In the story below about two young men who asked to learn stories about Jesus, how many people in their village did they say wanted to know more?
** BEGIN TEXT SECTION **
When They Don’t Show Up
One sweltering afternoon in Niger’s hot season, I responded to a knock at my gate to find two young men from my favourite village. I didn’t know them, but they knew me! After the usual greetings we sat down in the shade and they told me they know I tell stories about Jesus.
“Will you teach us about Jesus?” they asked. Their boldness surprised me.
“Tell me why you ask that question.”
“We have heard some stories about Jesus on the radio,” they said, referring to a daily broadcast on a local station. “Lots of people in our village—maybe 40 people—want to know more. We want to understand. But there is also opposition, so we don’t want you to come to us. That would cause problems. So, can you teach us about Jesus so that we can go home and teach our people?”
Wondering if I’d heard correctly, I readily agreed and we decided on a day to meet. I was excited! I have prayed for that village for over ten years. Many nights I pitched my tent there and sat around the cooking fires visiting with the villagers. I remember sitting alone when everyone had gone to the mosque for evening prayers, praying with tears streaming down my face, begging Jesus to come and make himself known to my friends there. And now these two young men were coming to me. What an answer to prayer!
They were back on the appointed day to learn the first stories that they would then tell the others. Both of them could retell a story after hearing it only once, and caught on quickly to the discussion questions. I felt good about their ability to pass on what they were learning.
The following week they came several hours late, but their enthusiasm quickly enabled me to forget their lateness. The third week they came on the wrong day. It wasn’t convenient for me, but I shuffled things around and enjoyed my time with them.
The next week they didn’t show up at all. I called and they said they were coming, but they didn’t. Same thing the next week, and the next. And I haven’t seen them since.
What went wrong? Was it my accent, my errors in their language? Did I offend them with some cultural blunder? Or was it something in them that kept them from returning?
This was not the first time something like this happened. People frequently fail to show up for scheduled meetings, sometimes with seemingly good reasons, but often not! One day I was talking to a Fulani friend about it after he told me of someone not showing up when they said they would. “That’s the way it is,” he said with a laugh. “We’re nomads!”
I just smiled along with him, but I was thinking, “No you’re not! You’ve lived in the same village your whole life! You live 100 meters from where you were born!”
** END TEXT SECTION **
** BEGIN RAW DATA **
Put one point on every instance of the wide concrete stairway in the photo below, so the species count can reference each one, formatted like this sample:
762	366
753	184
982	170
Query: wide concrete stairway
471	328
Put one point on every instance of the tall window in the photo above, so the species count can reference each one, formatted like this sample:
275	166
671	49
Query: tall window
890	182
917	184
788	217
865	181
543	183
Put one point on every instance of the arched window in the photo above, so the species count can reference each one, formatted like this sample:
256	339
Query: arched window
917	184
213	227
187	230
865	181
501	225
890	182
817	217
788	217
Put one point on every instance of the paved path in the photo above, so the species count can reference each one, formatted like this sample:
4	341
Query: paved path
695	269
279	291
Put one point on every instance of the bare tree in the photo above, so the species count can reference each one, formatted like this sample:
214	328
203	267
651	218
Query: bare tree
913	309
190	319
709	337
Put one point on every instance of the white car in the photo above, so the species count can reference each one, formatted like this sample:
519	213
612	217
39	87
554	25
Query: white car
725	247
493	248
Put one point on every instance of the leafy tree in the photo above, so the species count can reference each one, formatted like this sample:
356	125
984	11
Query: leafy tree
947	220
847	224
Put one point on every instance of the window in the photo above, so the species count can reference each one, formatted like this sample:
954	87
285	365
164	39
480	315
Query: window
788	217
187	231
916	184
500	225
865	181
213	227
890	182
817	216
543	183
** END RAW DATA **
_RESPONSE_
Maybe 40 people.